### Passage for review
*** Block opens ***

I've been participating in online community discussions for about 35 years now (starting with the Plato System in 1974.) I've seen numerous discussion groups start, grow, become diseased (with trolls, hostile opponents, etc.), recover, mature, senesce, and die.
I was among the first on Usenet Groups (which were an imitation of the newsgroups on the Plato System), and if you want to read some of my early (1984) Usenet postings, search google groups for "Huybensz" (my maiden name, which nobody ever pronounced or spelled correctly, now shortened to Huben) or "mrh". Google's cache of early postings is very incomplete.
So when moderation policy issues come up, I do think I know something about it. Sometimes they have come up here, sometimes people who dislike my position or style bring them up in their own blogs.
Here, as a heuristic, I tend not to allow anonymous comments. It is trivial to create a pseudonymous google (or other) identity: that's no real obstacle, despite protests from fools like Skeptico. It does deter the most casual annoying commenters. But the big win is that it allows us to have lines of argument person by person, rather than a contradictary chorus of an anonymous crowd.
I also rarely delete comments. I'm reluctant to do so, but sometimes there are good reasons that are not encapsulated by simple rules.
The best explanation of managing comments in blogs that I've seen is from Teresa Nielsen Hayden, her post NOT titled Some things I know about moderating conversations in virtual space.
Here are her principles:
1. There can be no ongoing discourse without some degree of moderation, if only to kill off the hardcore trolls. It takes rather more moderation than that to create a complex, nuanced, civil discourse. If you want that to happen, you have to give of yourself. Providing the space but not tending the conversation is like expecting that your front yard will automatically turn itself into a garden.
2. Once you have a well-established online conversation space, with enough regulars to explain the local mores to newcomers, they’ll do a lot of the policing themselves.
3. You own the space. You host the conversation. You don’t own the community. Respect their needs. For instance, if you’re going away for a while, don’t shut down your comment area. Give them an open thread to play with, so they’ll still be there when you get back.
4. Message persistence rewards people who write good comments.
5. Over-specific rules are an invitation to people who get off on gaming the system.
6. Civil speech and impassioned speech are not opposed and mutually exclusive sets. Being interesting trumps any amount of conventional politeness.

*** Block closes ***

### What you need to do
1 - According to the post on moderating online discussions, in what year and on what system did the author begin taking part in online community discussions?
2 - Resume the post on moderating online discussions, picking up right after its sixth principle.

(Dataset items)
*** Block opens ***

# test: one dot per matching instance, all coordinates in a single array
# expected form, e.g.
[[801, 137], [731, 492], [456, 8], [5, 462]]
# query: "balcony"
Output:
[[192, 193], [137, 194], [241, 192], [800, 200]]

*** Block closes ***
*** Block opens ***

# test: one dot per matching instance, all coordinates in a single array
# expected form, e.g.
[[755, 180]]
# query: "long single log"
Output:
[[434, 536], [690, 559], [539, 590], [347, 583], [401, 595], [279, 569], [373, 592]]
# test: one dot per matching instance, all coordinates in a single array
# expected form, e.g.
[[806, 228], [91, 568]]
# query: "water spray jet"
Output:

*** Block closes ***

### Answers by item number
1 - In 1974, on the Plato System.

2 -
7. Things to cherish: Your regulars. A sense of community. Real expertise. Genuine engagement with the subject under discussion. Outstanding performances. Helping others. Cooperation in maintenance of a good conversation. Taking the time to teach newbies the ropes.
All these things should be rewarded with your attention and praise. And if you get a particularly good comment, consider adding it to the original post.
8. Grant more lenience to participants who are only part-time jerks, as long as they’re valuable the rest of the time.
9. If you judge that a post is offensive, upsetting, or just plain unpleasant, it’s important to get rid of it, or at least make it hard to read. Do it as quickly as possible. There’s no more useless advice than to tell people to just ignore such things. We can’t. We automatically read what falls under our eyes.
10. Another important rule: You can let one jeering, unpleasant jerk hang around for a while, but the minute you get two or more of them egging each other on, they both have to go, and all their recent messages with them. There are others like them prowling the net, looking for just that kind of situation. More of them will turn up, and they’ll encourage each other to behave more and more outrageously. Kill them quickly and have no regrets.
11. You can’t automate intelligence. In theory, systems like Slashdot’s ought to work better than they do. Maintaining a conversation is a task for human beings.
12. Disemvowelling works. Consider it.
13. If someone you’ve disemvowelled comes back and behaves, forgive and forget their earlier gaffes. You’re acting in the service of civility, not abstract justice.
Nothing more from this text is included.